TASK. Revise the records below by changing each "green grass lawn" to "mown lawn", keeping all other text the same.

TASK MATERIAL.

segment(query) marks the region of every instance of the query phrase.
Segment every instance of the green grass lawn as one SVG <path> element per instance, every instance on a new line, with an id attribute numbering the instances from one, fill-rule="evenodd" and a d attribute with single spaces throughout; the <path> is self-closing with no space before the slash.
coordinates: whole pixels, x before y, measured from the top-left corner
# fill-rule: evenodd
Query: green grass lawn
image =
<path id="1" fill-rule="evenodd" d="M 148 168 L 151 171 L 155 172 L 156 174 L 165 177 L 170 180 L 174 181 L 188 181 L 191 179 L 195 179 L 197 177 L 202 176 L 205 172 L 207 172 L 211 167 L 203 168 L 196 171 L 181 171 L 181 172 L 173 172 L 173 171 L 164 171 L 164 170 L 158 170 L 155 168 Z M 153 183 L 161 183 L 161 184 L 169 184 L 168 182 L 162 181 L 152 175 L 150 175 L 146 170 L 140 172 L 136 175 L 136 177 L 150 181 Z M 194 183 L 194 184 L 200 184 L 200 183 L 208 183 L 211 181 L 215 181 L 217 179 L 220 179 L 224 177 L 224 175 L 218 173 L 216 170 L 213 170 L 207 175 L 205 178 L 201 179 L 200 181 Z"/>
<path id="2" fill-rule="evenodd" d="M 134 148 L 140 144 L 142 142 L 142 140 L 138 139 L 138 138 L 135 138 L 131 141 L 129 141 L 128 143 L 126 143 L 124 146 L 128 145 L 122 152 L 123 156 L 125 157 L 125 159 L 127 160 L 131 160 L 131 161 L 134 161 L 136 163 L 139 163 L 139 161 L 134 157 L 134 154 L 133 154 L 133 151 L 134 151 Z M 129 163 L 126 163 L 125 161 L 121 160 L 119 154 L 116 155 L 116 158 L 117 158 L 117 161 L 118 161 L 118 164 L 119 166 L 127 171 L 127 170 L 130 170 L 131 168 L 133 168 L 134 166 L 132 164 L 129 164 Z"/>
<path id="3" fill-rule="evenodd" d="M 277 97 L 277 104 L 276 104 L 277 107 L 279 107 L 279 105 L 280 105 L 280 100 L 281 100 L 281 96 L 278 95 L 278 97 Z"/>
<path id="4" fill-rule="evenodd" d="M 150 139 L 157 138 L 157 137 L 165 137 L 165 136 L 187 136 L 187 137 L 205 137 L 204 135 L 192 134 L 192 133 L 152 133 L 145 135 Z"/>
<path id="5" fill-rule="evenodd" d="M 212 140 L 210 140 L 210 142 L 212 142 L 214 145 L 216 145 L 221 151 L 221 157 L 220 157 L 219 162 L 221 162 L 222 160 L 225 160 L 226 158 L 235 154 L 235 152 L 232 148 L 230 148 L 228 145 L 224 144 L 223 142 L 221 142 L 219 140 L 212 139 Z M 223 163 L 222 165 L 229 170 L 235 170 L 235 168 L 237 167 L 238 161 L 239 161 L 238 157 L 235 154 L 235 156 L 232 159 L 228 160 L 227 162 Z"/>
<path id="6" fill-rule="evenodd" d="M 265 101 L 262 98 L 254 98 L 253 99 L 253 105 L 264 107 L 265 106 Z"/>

IN RESPONSE.
segment(query) marks the region of every instance of the query phrase.
Segment every instance of the mown lawn as one SVG <path> element per instance, every instance on a new line, with an id attribute numbering the instances from one, fill-rule="evenodd" and a d attribute with single spaces throughout; the <path> is self-closing with no space before the slash.
coordinates: whole pixels, x before y, measured from the top-left corner
# fill-rule: evenodd
Query: mown lawn
image =
<path id="1" fill-rule="evenodd" d="M 148 168 L 151 171 L 155 172 L 156 174 L 165 177 L 170 180 L 174 181 L 188 181 L 191 179 L 195 179 L 197 177 L 202 176 L 205 172 L 207 172 L 211 167 L 203 168 L 196 171 L 181 171 L 181 172 L 173 172 L 173 171 L 164 171 L 164 170 L 158 170 L 155 168 Z M 153 183 L 161 183 L 161 184 L 169 184 L 168 182 L 162 181 L 152 175 L 150 175 L 146 170 L 140 172 L 136 175 L 136 177 L 150 181 Z M 194 183 L 194 184 L 200 184 L 200 183 L 208 183 L 211 181 L 215 181 L 217 179 L 220 179 L 224 177 L 224 175 L 218 173 L 216 170 L 213 170 L 207 175 L 205 178 L 201 179 L 200 181 Z"/>
<path id="2" fill-rule="evenodd" d="M 134 148 L 140 144 L 142 142 L 142 140 L 138 139 L 138 138 L 135 138 L 131 141 L 129 141 L 128 143 L 126 143 L 124 146 L 128 145 L 122 152 L 123 156 L 125 157 L 125 159 L 127 160 L 131 160 L 131 161 L 134 161 L 136 163 L 139 163 L 139 161 L 134 157 L 134 154 L 133 154 L 133 151 L 134 151 Z M 129 163 L 126 163 L 125 161 L 121 160 L 119 154 L 116 155 L 116 158 L 117 158 L 117 161 L 118 161 L 118 164 L 119 166 L 127 171 L 127 170 L 130 170 L 131 168 L 133 168 L 134 166 L 132 164 L 129 164 Z"/>
<path id="3" fill-rule="evenodd" d="M 277 97 L 277 104 L 276 104 L 277 107 L 279 107 L 279 105 L 280 105 L 280 100 L 281 100 L 281 96 L 278 95 L 278 97 Z"/>
<path id="4" fill-rule="evenodd" d="M 150 139 L 157 138 L 157 137 L 165 137 L 165 136 L 187 136 L 187 137 L 205 137 L 204 135 L 192 134 L 192 133 L 152 133 L 145 135 Z"/>
<path id="5" fill-rule="evenodd" d="M 212 140 L 210 140 L 210 142 L 212 142 L 214 145 L 216 145 L 221 151 L 221 157 L 220 157 L 219 162 L 221 162 L 222 160 L 225 160 L 226 158 L 235 154 L 235 152 L 232 148 L 230 148 L 228 145 L 224 144 L 223 142 L 221 142 L 219 140 L 212 139 Z M 223 163 L 222 165 L 229 170 L 235 170 L 235 168 L 237 167 L 238 161 L 239 161 L 238 157 L 235 154 L 235 156 L 232 159 L 228 160 L 227 162 Z"/>
<path id="6" fill-rule="evenodd" d="M 265 101 L 262 98 L 254 98 L 253 99 L 253 105 L 264 107 L 265 106 Z"/>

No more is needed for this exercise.